## Your objective
Could the data below be copied out in full, word for word?

Collected data
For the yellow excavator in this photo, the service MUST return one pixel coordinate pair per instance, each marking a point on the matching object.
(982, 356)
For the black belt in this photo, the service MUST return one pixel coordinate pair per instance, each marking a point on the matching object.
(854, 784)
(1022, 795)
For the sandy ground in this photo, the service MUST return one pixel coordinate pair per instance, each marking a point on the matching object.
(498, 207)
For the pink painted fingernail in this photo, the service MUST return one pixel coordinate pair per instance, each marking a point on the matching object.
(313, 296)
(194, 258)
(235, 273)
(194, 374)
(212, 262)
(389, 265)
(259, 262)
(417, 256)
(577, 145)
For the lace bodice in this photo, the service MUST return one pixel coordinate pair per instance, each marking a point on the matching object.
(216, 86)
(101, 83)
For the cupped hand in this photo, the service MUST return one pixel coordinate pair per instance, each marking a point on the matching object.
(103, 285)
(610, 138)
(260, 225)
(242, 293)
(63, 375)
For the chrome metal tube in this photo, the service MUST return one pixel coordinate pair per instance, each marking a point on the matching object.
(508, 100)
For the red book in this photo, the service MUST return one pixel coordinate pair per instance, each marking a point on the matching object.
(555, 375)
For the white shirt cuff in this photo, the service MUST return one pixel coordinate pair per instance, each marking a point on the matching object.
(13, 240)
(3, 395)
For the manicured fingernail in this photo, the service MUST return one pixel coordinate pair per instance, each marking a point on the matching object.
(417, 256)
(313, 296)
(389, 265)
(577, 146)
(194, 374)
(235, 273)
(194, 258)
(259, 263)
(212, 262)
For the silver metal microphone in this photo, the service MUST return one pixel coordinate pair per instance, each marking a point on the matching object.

## Problem solution
For the yellow excavator in this photo, the service MUST return one pixel coordinate pair per instance, each marking a point on the matching object.
(982, 356)
For the black belt in this photo, the service MUST return one pixel coordinate pair per instance, each marking a point on the matching object.
(854, 784)
(1022, 795)
For the sandy ground in this photo, the service MUST return one pixel coordinate pair per instance, each marking a point on the matching object.
(498, 207)
For the pink painted fingernail in this photo, the service MUST return one pixel coordinate pair per instance, each marking a point on the matching object.
(313, 296)
(194, 258)
(235, 273)
(194, 374)
(212, 262)
(389, 265)
(259, 262)
(417, 256)
(577, 145)
For the lace bodice in this photo, the service MUST return one pixel coordinate pair per instance, each marking a point on the matching object.
(216, 86)
(101, 83)
For the cupped hand in this photo, the service MUST return one pixel coordinate pair per instance, each marking a point on the matching object.
(103, 285)
(610, 138)
(260, 225)
(242, 293)
(63, 375)
For the chrome metal tube in this photo, the service MUST return one pixel coordinate pair per instance, each marking a point on the matching object.
(508, 100)
For the red book in this photo, the service MUST return one pixel coordinate pair per instance, each marking a point on the matching object.
(555, 375)
For the white shirt cuff in this photo, the service MUST return one pixel coordinate pair per instance, each marking a point on the matching object.
(13, 240)
(3, 395)
For the manicured fingernail in this photo, the service MUST return one pixel coordinate pair per instance, each marking a point on the matching object.
(417, 256)
(313, 296)
(389, 265)
(577, 146)
(194, 374)
(235, 273)
(194, 258)
(259, 263)
(212, 262)
For the silver metal microphone in this photo, the service MUST return one pixel coordinate pair per instance, each marking a point on the matching object.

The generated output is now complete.